Dataset entries:
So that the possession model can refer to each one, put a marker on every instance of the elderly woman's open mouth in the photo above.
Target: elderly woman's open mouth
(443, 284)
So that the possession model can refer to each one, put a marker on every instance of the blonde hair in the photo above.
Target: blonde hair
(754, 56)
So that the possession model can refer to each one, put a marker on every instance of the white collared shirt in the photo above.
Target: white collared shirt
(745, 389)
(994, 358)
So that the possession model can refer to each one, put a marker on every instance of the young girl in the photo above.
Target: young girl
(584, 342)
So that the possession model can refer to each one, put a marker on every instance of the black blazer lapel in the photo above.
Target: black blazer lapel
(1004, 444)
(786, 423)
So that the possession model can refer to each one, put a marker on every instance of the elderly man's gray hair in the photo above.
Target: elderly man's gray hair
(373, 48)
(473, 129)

Assignment: All entries should be restated word for word.

Solution for this problem:
So that the possession model can refer to each one, put a marker on every instance of the elderly woman's open mouth in the photo above.
Target: elderly woman's open mouth
(443, 284)
So that the possession model can refer to each one, put a marker on every instance of the blonde hair in the photo above.
Target: blonde hair
(754, 56)
So that the possession model can refer to each one, put a marker on every instance of the white collared shirt in the photo above.
Target: white collared shirt
(745, 389)
(994, 358)
So that the possession model can refer to each one, put a marker on every instance of the young girl in the photo above.
Target: young girl
(584, 342)
So that the possession model can refer to each one, put a marker on every instance of the black blazer lapel in the photo above.
Target: black blazer lapel
(1004, 444)
(786, 423)
So that the possession model can refer to each one, put a marker on every instance of the elderly man's gray hair in the photo above.
Target: elderly man's gray hair
(373, 48)
(473, 129)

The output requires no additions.